▸ Ваша задача
Пожалуйста, отфильтруйте листинг ниже и выпишите каждую строку, в которой встречается слово «query».

(Записи разметки фигур)
********
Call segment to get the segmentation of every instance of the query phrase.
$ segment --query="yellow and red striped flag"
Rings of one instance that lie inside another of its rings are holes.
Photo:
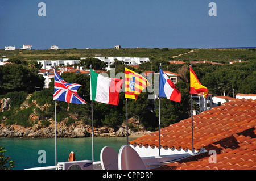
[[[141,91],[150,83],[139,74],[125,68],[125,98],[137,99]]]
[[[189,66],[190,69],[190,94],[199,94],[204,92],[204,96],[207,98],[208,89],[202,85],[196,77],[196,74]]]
********
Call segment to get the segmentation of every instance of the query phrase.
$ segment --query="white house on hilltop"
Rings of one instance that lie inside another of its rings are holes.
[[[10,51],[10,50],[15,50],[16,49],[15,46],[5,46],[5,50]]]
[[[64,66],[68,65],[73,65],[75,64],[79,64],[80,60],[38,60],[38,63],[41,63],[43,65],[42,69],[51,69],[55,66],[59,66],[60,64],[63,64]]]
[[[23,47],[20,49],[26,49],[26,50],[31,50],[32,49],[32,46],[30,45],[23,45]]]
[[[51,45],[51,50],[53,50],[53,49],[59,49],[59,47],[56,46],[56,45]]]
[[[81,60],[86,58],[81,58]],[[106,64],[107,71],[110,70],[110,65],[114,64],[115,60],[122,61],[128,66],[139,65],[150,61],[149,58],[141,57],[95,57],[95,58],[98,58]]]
********
▸ Письменный ответ
Call segment to get the segmentation of every instance of the query phrase.
$ segment --query="yellow and red striped flag"
Call segment to get the segmentation of every instance of the query phrase.
$ segment --query="white house on hilltop"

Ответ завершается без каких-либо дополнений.